Exercise material
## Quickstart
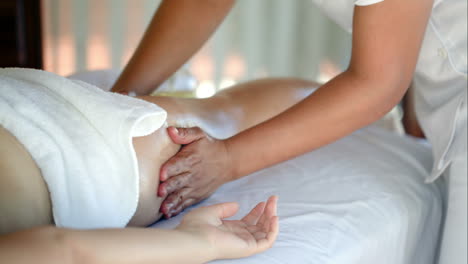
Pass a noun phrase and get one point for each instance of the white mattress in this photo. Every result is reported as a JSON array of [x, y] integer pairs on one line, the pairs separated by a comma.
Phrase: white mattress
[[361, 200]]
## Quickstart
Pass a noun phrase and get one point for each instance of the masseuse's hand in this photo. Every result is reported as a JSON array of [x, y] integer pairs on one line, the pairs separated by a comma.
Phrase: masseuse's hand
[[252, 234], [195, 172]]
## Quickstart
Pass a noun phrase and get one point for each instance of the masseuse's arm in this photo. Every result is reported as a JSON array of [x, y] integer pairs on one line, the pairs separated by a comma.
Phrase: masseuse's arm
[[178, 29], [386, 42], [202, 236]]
* * *
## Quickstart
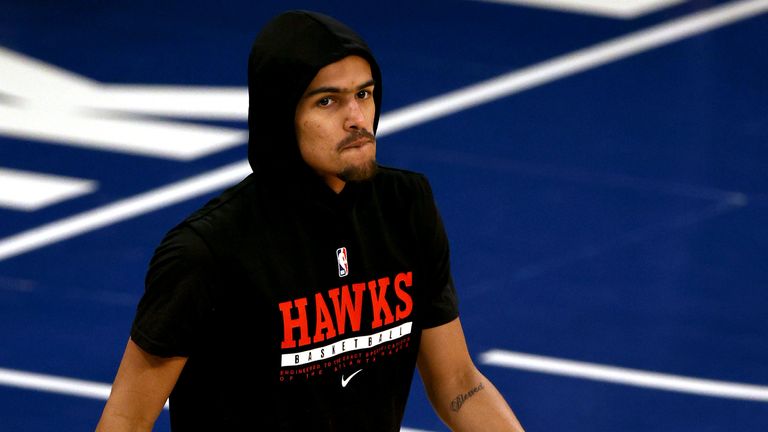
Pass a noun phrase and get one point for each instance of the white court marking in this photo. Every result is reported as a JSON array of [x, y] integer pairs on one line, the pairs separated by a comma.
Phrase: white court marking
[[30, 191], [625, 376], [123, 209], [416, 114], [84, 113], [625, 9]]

Exercise
In the records above, the line with "Phrase: masseuse's hand" marks the start and the line with "the masseuse's arm" marks the end; copy that stretch exactly, both lines included, and nothing else.

Task answer
Phrase: masseuse's hand
[[252, 234], [195, 172]]
## Quickstart
Pass a noun phrase and get one point for each instance of the masseuse's arm in this photo. Every result is reported as a JSON array of [x, y] integer pairs on one line, the pairs separated by a comma.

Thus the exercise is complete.